§ AVAILABLE RECORDS
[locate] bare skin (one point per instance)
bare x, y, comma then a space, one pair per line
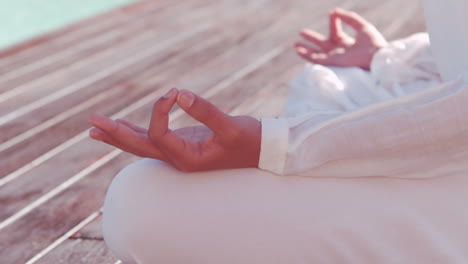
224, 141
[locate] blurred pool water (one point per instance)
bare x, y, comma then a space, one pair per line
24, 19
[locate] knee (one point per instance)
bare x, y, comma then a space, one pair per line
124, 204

* * *

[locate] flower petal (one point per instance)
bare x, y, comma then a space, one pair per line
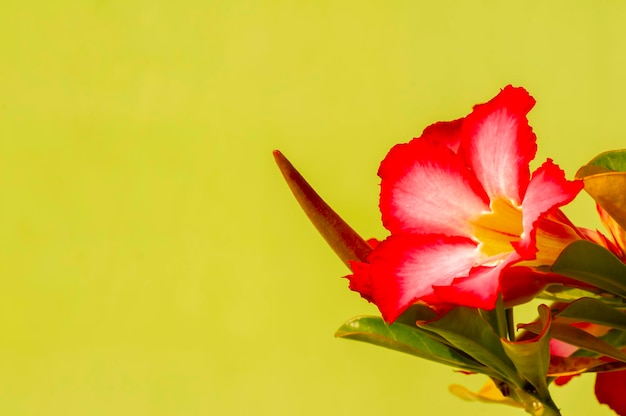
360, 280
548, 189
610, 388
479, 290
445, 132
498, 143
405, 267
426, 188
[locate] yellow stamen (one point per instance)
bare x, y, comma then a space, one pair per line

§ TASK
Pull out every row above that contains the string "locate", treating uppercase and lowercase as different.

§ SOLUTION FOR THIS EXERCISE
[locate] bare skin (one point per instance)
[locate] blurred pool water (one point per instance)
[locate] knee (one point per instance)
[locate] flower petal (one point per instance)
[locate] yellow stamen (one point per instance)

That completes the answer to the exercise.